[Natural language region descriptions]
****************
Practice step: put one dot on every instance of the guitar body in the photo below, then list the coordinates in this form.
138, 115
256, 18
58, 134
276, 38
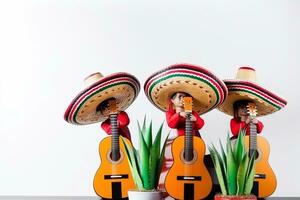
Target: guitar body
113, 179
188, 180
264, 175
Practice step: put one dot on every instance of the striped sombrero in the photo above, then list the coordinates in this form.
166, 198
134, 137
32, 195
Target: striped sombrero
244, 87
122, 86
206, 89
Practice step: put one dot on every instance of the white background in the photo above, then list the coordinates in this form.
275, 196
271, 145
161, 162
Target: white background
48, 47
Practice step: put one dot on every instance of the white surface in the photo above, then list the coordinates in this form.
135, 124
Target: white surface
48, 47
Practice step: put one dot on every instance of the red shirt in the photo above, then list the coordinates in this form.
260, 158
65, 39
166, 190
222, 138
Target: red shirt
176, 121
123, 121
236, 125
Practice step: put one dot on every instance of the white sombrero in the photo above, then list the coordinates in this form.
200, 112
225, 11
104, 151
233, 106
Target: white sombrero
244, 87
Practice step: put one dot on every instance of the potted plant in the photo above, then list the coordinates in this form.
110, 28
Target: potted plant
146, 163
234, 169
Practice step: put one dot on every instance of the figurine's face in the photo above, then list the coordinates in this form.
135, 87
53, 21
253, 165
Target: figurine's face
242, 111
177, 99
105, 111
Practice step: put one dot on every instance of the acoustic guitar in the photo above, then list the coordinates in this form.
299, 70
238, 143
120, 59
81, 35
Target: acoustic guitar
188, 178
265, 180
113, 179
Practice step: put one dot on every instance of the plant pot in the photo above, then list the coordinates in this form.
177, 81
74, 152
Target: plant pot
229, 197
144, 195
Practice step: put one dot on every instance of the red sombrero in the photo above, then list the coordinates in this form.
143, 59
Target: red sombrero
244, 87
123, 87
207, 90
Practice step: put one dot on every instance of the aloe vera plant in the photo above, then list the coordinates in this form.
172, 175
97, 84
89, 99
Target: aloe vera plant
235, 170
146, 163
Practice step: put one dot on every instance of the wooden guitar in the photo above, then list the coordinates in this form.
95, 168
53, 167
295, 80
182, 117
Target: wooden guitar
188, 178
265, 180
113, 179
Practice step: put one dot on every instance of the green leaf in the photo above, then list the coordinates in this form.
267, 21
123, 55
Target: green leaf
218, 169
154, 156
161, 160
148, 136
223, 155
144, 162
242, 174
133, 164
222, 164
239, 148
231, 169
250, 176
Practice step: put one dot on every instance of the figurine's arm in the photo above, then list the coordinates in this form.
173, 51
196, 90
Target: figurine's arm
235, 126
106, 126
172, 119
199, 121
259, 126
123, 119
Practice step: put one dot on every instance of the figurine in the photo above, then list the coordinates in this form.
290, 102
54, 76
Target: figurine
247, 100
105, 99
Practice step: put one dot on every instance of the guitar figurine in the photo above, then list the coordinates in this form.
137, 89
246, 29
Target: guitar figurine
113, 179
188, 178
265, 180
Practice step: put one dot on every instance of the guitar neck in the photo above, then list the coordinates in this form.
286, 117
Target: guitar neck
253, 138
115, 146
188, 145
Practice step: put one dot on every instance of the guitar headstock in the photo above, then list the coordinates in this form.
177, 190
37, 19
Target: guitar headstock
188, 104
112, 106
252, 109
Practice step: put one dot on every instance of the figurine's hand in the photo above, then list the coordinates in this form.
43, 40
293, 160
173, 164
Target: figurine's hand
182, 114
248, 120
193, 118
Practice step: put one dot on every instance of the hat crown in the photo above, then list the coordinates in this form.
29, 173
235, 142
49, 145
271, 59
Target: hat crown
93, 78
247, 74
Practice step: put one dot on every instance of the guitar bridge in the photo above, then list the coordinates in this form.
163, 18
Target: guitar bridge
116, 176
189, 178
****************
▶ **What you will do**: Copy the data above line for line, skipping every picture.

▶ **Exercise response**:
Practice step: put one dot on every instance of the guitar body in the photo below, then list the coordinates in this form.
138, 115
256, 18
58, 134
276, 38
Target: guitar body
113, 179
188, 180
264, 175
Practice step: put one dot on every instance of the striped sombrero in the photo above, then list the coordinates in this form.
166, 198
134, 137
32, 195
Target: striped sombrero
244, 87
122, 86
206, 89
Practice step: put one dot on every instance of the white background in the photo above, then list the coordinates in this form.
275, 196
271, 145
161, 162
Target: white background
48, 47
Practice step: put one dot on every instance of the white surface in the photo above, then list the coordinates in this form.
135, 124
Target: white surface
48, 47
Practice step: put one dot on every instance of the red shirt in the photo above, then list the coordinates in this form.
260, 158
65, 39
166, 190
222, 138
Target: red shirt
176, 121
123, 121
236, 125
Practice step: put one dot on every instance of the white sombrero in the photo above, then list the coordinates in this form.
200, 112
225, 11
104, 151
233, 106
Target: white sombrero
244, 87
Practice step: put one dot on every instance of the potted plant in the photo above, then list the coordinates in this form.
110, 28
Target: potted plant
146, 163
234, 169
Practice step: put one dot on every instance of the figurine's face in the photo above, then list the coordinates in this form.
135, 87
53, 21
253, 165
Target: figurine's face
242, 111
177, 99
105, 111
Practice step: put one dot on every instance of the acoustic guitar in the photo above, then list the coordinates in this form.
299, 70
238, 143
120, 59
81, 35
Target: acoustic guitar
188, 178
265, 180
113, 179
Practice step: put one dot on every instance of the plant pot in the photo above, then list the coordinates in this form.
177, 81
74, 152
Target: plant pot
229, 197
144, 195
Practice step: put one dot on every instance of the red sombrero in the photo above, then list the coordinates in this form.
143, 59
Target: red sombrero
244, 87
123, 87
207, 90
Practice step: put one dot on every instance of the aloe vera plant in the photo above, then list the coordinates in this form.
172, 175
97, 84
89, 99
Target: aloe vera plant
235, 170
146, 163
Practice step: put one dot on every instance of the wooden guitar in the photo above, then list the coordinates in this form.
95, 168
53, 167
295, 80
182, 117
Target: wooden guitar
188, 178
265, 180
113, 179
Practice step: put one dot on every instance of the green leaf in the photo above, then list the coordinates in this form.
267, 21
123, 55
Target: green leaf
218, 169
154, 156
161, 160
148, 136
223, 155
144, 162
242, 174
133, 164
222, 164
239, 148
231, 169
250, 176
Practice step: put one dot on every instance of the figurine's arm in the photo above, then list the coordinates in this form.
173, 51
196, 90
Target: figurine's arm
235, 126
106, 126
172, 119
199, 121
259, 126
123, 119
Practice step: put one dot on every instance of the figurine in the photo above, then list the coordinates in this form.
290, 102
54, 76
Target: figurine
247, 100
105, 99
Practice step: put one dot on every instance of the guitar figurine in the photo above, then list the coordinates in this form.
137, 89
246, 29
Target: guitar figurine
113, 179
188, 178
265, 180
Practice step: put one dot on every instance of the guitar neck in the photo above, then list the coordinates in this form.
286, 117
Target: guitar neck
253, 138
115, 146
188, 145
Practice step: put one dot on every instance of the guitar headstock in the photo above, then list the coordinates in this form.
177, 190
37, 19
Target: guitar headstock
188, 104
112, 106
252, 109
Practice step: put one dot on every instance of the figurine's hand in the photo above, then list the coordinates in this form.
43, 40
293, 160
173, 164
Target: figurine's hand
182, 114
248, 120
193, 118
Practice step: put one dot on every instance of the hat crown in the photo above, then list the coordinates in this form.
29, 173
235, 142
49, 145
271, 59
Target: hat crown
93, 78
247, 74
Practice step: put one dot on every instance of the guitar bridge in the photo above, then list the coordinates in this form.
163, 18
Target: guitar bridge
116, 176
189, 178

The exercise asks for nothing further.